Dans une ville décatie et enneigée du nord de l'Angleterre , Malcolm Scrawdyke (John Hurt) un étudiant en art, semi-clochardisé et pédant, est éjecté des Beaux-Arts locaux, déjà peu prestigieux. Frustré, il décide de fonder un parti politique (Internet n'existait pas encore) masculiniste, que l'on qualifierait aujourd'hui de complètement incel
. Il possède une mentalité la fois idéaliste et rancunière , ainsi qu'un certain bagout aux accents warholo-nietzschéens .
Deux camarades d'école, Wick et Irwin, plutôt perdus, le rejoignent, et développent un culte de la personnalité dont on se sait pas très bien s'il est parodique ou non.

══════════════════════════════

(Consignes de l'exercice):
• 1. Traduisez en anglais cette phrase de l'extrait : « Dans une ville décatie et enneigée du nord de l'Angleterre, Malcolm Scrawdyke (John Hurt) un étudiant en art, semi-clochardisé et pédant, est éjecté des Beaux-Arts locaux, déjà peu prestigieux. »
• 2. D'après l'extrait, quels sont les noms des deux camarades d'école qui rejoignent Malcolm Scrawdyke ?
• 3. Poursuivez le récit consacré à Malcolm Scrawdyke et à son parti à partir de la dernière phrase de l'extrait.

══════════════════════════════

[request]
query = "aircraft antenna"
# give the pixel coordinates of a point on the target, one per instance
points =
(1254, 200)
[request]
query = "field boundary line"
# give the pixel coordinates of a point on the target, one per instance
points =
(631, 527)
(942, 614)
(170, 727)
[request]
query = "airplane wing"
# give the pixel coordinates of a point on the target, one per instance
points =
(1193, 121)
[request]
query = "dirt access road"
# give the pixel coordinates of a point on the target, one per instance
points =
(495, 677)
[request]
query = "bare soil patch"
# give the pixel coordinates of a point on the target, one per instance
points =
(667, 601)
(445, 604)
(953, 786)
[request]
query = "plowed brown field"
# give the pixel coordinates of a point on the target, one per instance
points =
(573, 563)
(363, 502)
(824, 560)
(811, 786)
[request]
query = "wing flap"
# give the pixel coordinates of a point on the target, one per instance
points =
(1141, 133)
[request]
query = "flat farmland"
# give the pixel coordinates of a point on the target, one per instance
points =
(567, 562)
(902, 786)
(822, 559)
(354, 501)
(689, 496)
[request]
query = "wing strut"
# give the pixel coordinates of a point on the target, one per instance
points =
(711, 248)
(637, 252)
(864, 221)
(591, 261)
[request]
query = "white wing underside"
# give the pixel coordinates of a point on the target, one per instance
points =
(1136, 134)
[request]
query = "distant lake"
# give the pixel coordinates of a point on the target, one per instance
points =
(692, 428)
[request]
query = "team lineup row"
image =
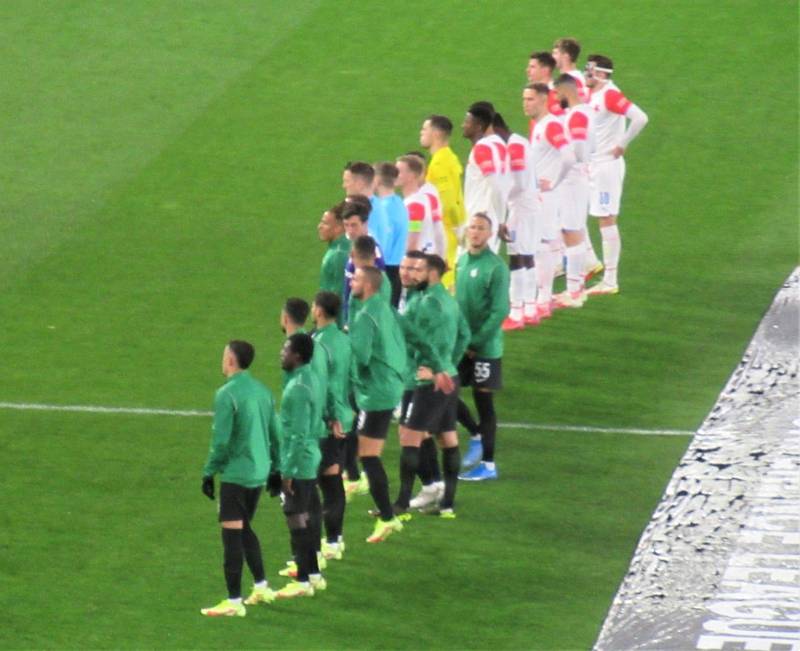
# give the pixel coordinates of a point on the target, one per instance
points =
(390, 338)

══════════════════════════════

(Réponses attendues):
• 1. In a run-down, snowy town in the north of England, Malcolm Scrawdyke (John Hurt), a pedantic art student who is half a vagrant, is thrown out of the local art school, which already had little prestige.

• 2. Wick et Irwin.

• 3.
Dans un second temps, Nipple (David Warner, vu aussi chez David Lynch), un homme plus âgé, vieux garçon excentrique, les rejoint. C'est une connaissance de Malcolm, mais entrenant avec lui des rapports ambigus, emprunts d'une certaine rivalité. Il semble pour sa part considérer l'activisme du groupe comme un canular régressif, pénible mais passager. Ils projettent de kidnapper leur nemesis, l'invisible Allard, un professeur de l'école, que l'on devine être un petit-bourgeois progressiste, et de le faire chanter autour d'histoires de coucherie avec les étudiantes, après avoir vandalisé le Musée des Beaux-Arts local.



Ha ben tiens, Fincher a du voir ce film avant de faire Fight Club. Et Mike Leigh aussi.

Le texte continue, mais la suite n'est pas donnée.